:: Document extract ::
How do you translate a legacy brand that is so richly steeped in New York City’s history for other markets?
The Tiffany windows have long been an open invitation into the world of Tiffany. From the inception of the very first store in New York City, the windows have always acted as a public gallery, telling a New York story through the lens of Tiffany with exquisite detail and craftsmanship. We are always pushing the boundaries of creativity, creating installations that engage passersby in unexpected and imaginative ways.
The exhibition you are hosting in Shanghai covers 180 years of Tiffany’s unique history. What are the most important stories you are telling? What do you hope visitors walk away understanding about the brand?
We spent a lot of time thinking about the ideas of vision and virtuosity, and what they mean as important narratives for Tiffany. And we realized we needed to bring both of these values to the design of the exhibition – vision in the form of a well-thought-out narrative that tells the Tiffany story in an emotional and powerful way, and virtuosity through beautifully designed spaces and displays that are crafted with as much care and artistry as our jewelry.
:::
Exercise instructions:
1. Answer these from the Tiffany interview:
(a) What have the Tiffany windows always acted as?
(b) How many years of Tiffany's history does the Shanghai exhibition cover?
(c) Which two values were brought to the design of the exhibition?
2. Write out the stretch of the Tiffany interview from "How do you translate" through "about the brand?".
The material that comes next has no connection to the Tiffany interview.
:: Data for analysis ::
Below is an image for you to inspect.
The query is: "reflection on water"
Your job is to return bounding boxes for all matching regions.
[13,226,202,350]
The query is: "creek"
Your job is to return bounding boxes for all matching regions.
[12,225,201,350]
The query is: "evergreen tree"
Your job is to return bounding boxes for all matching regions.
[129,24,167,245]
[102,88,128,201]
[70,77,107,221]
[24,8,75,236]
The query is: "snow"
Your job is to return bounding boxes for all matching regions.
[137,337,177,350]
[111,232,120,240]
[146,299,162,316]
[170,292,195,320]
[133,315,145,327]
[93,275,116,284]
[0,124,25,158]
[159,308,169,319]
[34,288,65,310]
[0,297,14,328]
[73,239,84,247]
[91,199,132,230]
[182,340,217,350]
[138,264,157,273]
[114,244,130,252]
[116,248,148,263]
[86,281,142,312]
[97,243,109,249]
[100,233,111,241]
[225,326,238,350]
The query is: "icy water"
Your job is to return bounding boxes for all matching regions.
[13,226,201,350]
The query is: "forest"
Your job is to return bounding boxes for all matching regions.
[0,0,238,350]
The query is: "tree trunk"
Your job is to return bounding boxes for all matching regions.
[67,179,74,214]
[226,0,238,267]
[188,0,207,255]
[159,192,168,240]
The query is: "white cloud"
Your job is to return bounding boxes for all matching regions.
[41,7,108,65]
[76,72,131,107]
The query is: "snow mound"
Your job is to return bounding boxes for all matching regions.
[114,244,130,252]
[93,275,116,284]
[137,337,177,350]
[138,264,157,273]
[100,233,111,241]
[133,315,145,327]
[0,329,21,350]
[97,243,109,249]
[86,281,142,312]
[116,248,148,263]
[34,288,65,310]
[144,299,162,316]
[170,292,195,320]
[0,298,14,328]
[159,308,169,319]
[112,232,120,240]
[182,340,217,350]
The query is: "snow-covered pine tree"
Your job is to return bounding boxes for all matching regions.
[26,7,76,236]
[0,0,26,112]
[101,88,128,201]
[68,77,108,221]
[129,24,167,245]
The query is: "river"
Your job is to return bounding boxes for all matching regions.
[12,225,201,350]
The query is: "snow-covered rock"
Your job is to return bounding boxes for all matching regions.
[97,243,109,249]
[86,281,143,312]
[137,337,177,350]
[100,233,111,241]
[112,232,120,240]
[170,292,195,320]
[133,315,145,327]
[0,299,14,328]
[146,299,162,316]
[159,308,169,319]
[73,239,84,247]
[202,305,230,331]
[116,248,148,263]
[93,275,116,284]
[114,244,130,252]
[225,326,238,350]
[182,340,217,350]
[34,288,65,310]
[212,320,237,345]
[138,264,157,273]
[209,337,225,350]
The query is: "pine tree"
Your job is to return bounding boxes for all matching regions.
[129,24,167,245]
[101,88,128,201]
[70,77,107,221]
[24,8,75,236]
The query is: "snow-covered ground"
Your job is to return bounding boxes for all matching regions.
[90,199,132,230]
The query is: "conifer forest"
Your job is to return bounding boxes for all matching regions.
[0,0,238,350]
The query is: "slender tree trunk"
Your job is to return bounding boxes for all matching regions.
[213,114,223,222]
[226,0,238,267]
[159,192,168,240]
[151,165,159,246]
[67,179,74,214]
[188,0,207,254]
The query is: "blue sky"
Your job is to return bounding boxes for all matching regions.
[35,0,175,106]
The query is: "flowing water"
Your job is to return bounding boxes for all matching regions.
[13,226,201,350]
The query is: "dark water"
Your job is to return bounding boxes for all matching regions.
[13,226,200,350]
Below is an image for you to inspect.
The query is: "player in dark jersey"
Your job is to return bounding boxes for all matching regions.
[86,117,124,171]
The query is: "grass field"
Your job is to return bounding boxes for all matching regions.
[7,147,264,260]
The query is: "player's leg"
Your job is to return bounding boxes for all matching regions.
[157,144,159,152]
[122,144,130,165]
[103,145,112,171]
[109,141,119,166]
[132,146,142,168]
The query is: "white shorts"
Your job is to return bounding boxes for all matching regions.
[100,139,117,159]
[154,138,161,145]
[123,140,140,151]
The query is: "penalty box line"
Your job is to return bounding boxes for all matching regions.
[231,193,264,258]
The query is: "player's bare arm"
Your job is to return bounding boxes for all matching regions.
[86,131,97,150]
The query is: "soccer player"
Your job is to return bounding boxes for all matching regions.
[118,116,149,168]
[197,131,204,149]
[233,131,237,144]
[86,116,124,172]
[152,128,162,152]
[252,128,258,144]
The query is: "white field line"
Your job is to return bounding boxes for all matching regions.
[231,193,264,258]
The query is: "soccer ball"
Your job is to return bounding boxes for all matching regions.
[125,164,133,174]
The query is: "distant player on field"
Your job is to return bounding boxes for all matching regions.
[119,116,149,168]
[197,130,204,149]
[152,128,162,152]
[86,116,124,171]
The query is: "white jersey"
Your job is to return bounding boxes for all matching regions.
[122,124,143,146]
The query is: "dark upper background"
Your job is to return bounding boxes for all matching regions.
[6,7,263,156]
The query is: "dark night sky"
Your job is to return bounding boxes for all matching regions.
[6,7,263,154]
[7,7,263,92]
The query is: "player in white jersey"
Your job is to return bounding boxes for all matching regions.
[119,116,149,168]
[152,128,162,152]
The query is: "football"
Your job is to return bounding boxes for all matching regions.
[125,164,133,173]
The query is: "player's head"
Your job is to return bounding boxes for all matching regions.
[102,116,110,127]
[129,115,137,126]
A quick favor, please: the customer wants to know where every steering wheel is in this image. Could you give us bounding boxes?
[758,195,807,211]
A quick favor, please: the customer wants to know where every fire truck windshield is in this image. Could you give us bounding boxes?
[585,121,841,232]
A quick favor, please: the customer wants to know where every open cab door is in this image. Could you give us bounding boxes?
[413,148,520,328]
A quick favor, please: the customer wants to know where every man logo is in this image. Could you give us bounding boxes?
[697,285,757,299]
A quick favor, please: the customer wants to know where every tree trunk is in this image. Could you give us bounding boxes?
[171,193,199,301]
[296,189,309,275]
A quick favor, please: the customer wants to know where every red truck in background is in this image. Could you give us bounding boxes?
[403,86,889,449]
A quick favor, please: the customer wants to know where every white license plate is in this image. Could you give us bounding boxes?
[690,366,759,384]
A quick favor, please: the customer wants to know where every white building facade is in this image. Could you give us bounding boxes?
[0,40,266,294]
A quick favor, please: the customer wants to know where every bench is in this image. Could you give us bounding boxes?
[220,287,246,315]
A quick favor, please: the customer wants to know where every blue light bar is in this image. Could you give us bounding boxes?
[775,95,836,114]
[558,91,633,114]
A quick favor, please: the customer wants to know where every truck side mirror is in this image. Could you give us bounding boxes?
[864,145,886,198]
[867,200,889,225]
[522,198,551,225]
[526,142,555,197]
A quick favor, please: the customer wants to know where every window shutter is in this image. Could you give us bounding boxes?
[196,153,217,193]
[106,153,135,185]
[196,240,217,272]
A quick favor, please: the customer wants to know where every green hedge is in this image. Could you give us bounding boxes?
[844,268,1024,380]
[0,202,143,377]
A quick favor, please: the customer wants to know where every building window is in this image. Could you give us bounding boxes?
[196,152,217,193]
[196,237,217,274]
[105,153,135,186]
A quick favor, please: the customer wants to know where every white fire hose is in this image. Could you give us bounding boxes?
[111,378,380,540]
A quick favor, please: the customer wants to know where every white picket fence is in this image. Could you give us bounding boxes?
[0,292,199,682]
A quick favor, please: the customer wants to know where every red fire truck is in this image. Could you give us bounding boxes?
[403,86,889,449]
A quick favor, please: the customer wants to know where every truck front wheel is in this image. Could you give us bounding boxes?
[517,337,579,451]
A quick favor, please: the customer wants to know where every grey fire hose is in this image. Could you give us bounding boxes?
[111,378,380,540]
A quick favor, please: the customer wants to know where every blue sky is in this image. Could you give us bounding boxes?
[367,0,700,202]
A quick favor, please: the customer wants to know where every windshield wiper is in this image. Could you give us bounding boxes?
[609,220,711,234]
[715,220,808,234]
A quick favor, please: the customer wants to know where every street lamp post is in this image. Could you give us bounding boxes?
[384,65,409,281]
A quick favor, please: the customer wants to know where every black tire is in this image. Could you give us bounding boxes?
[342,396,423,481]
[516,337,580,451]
:::
Replies:
1.
(a) A public gallery.
(b) 180 years.
(c) Vision and virtuosity.

2.
How do you translate a legacy brand that is so richly steeped in New York City’s history for other markets?
The Tiffany windows have long been an open invitation into the world of Tiffany. From the inception of the very first store in New York City, the windows have always acted as a public gallery, telling a New York story through the lens of Tiffany with exquisite detail and craftsmanship. We are always pushing the boundaries of creativity, creating installations that engage passersby in unexpected and imaginative ways.
The exhibition you are hosting in Shanghai covers 180 years of Tiffany’s unique history. What are the most important stories you are telling? What do you hope visitors walk away understanding about the brand?